↓↓↓

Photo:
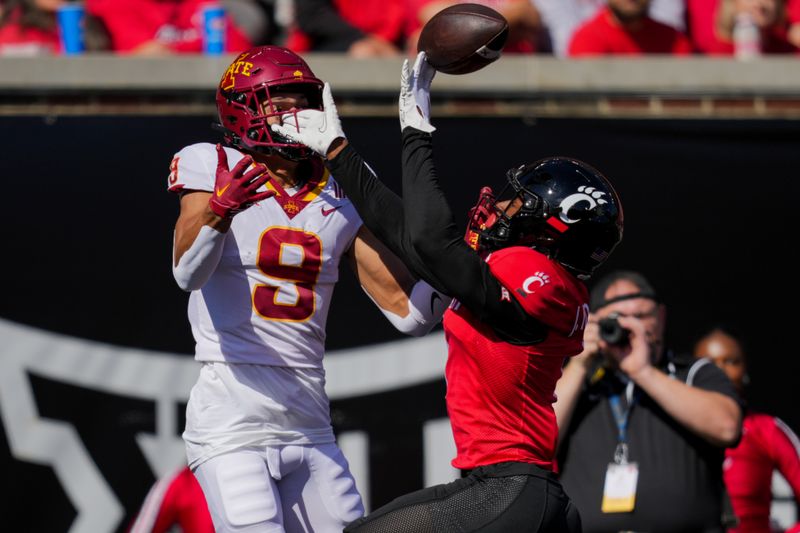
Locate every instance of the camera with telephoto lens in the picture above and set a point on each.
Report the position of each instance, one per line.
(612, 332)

↑↑↑
↓↓↓

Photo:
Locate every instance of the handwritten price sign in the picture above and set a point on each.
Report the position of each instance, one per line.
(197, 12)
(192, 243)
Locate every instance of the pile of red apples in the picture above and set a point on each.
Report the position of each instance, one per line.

↑↑↑
↓↓↓

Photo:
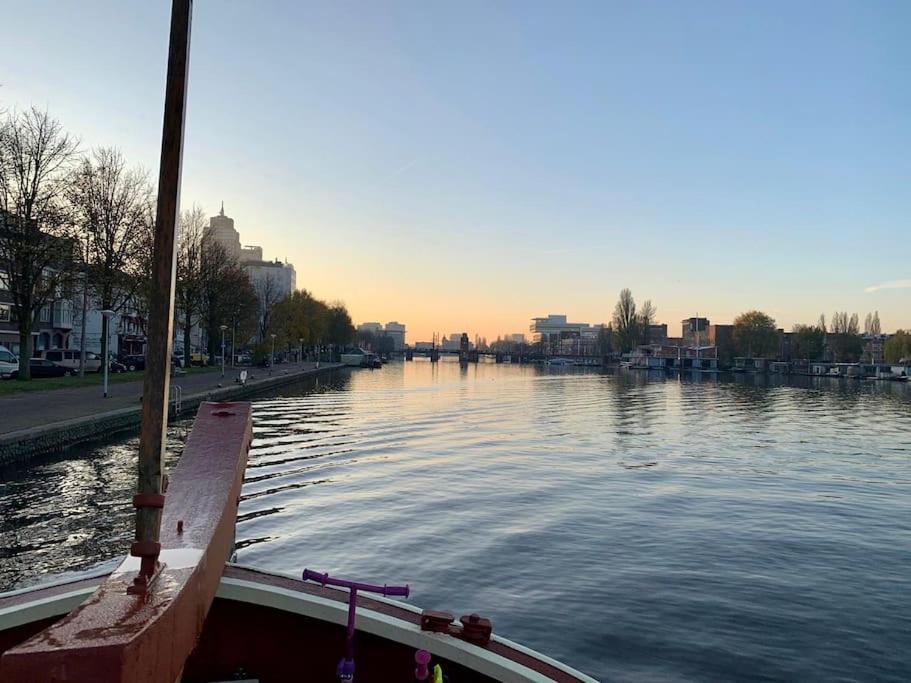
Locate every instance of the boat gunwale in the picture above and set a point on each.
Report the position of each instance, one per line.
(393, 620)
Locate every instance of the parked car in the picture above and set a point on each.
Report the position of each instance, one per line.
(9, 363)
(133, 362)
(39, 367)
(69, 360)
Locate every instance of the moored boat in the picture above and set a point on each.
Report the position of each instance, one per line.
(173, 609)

↑↑↑

§ Challenge:
Pull out each line of the listing above that contains the string "boat". Case counts.

§ Task output:
Locate every instance of the boat gunwale in the picture above and set a point on each.
Locate every instance of the moored boat in the picture above and set a point on each.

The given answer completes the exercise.